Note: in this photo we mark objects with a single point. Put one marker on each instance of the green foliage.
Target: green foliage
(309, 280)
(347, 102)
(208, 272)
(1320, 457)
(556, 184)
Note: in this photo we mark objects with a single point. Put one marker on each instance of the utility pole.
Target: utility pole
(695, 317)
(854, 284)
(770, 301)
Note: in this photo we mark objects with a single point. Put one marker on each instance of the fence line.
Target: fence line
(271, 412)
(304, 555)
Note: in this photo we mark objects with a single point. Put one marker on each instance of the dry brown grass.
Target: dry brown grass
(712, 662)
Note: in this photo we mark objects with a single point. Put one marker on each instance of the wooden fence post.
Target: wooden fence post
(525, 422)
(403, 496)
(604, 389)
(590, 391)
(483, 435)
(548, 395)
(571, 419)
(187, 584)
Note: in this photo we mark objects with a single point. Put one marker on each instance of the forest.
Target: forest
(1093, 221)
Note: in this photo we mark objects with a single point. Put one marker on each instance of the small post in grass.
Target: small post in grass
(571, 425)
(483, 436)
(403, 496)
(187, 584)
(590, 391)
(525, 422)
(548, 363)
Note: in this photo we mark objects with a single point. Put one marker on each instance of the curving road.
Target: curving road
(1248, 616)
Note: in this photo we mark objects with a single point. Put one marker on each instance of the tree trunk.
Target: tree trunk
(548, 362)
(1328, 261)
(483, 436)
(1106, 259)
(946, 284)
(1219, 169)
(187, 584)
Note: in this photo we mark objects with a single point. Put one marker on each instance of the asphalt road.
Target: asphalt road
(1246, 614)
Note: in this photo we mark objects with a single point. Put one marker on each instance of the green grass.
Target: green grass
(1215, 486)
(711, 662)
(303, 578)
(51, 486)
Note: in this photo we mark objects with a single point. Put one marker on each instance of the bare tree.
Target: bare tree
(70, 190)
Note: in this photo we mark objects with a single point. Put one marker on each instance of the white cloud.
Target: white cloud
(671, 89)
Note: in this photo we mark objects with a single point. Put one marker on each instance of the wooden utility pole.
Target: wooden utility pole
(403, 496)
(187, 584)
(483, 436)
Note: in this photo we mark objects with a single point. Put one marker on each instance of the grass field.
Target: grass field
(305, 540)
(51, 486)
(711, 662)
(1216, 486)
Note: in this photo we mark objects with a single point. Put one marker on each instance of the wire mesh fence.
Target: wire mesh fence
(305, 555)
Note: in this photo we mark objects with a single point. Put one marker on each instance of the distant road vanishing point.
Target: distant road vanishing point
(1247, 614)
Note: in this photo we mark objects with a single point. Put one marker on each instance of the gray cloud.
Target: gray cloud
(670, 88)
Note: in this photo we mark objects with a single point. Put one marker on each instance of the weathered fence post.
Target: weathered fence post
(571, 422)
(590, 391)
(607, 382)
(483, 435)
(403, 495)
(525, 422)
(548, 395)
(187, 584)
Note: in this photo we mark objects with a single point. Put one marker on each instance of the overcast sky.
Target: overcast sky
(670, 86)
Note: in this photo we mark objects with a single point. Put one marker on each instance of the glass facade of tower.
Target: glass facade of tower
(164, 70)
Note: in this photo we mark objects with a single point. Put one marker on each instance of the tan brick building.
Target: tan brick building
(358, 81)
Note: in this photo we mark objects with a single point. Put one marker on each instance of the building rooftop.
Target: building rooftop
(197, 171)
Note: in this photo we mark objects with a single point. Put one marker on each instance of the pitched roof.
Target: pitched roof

+++++

Reproduce every line of the listing above in which the string "pitched" appears.

Note: in this photo we mark objects with a single point. Put one marker on each instance of the pitched roof.
Target: pitched roof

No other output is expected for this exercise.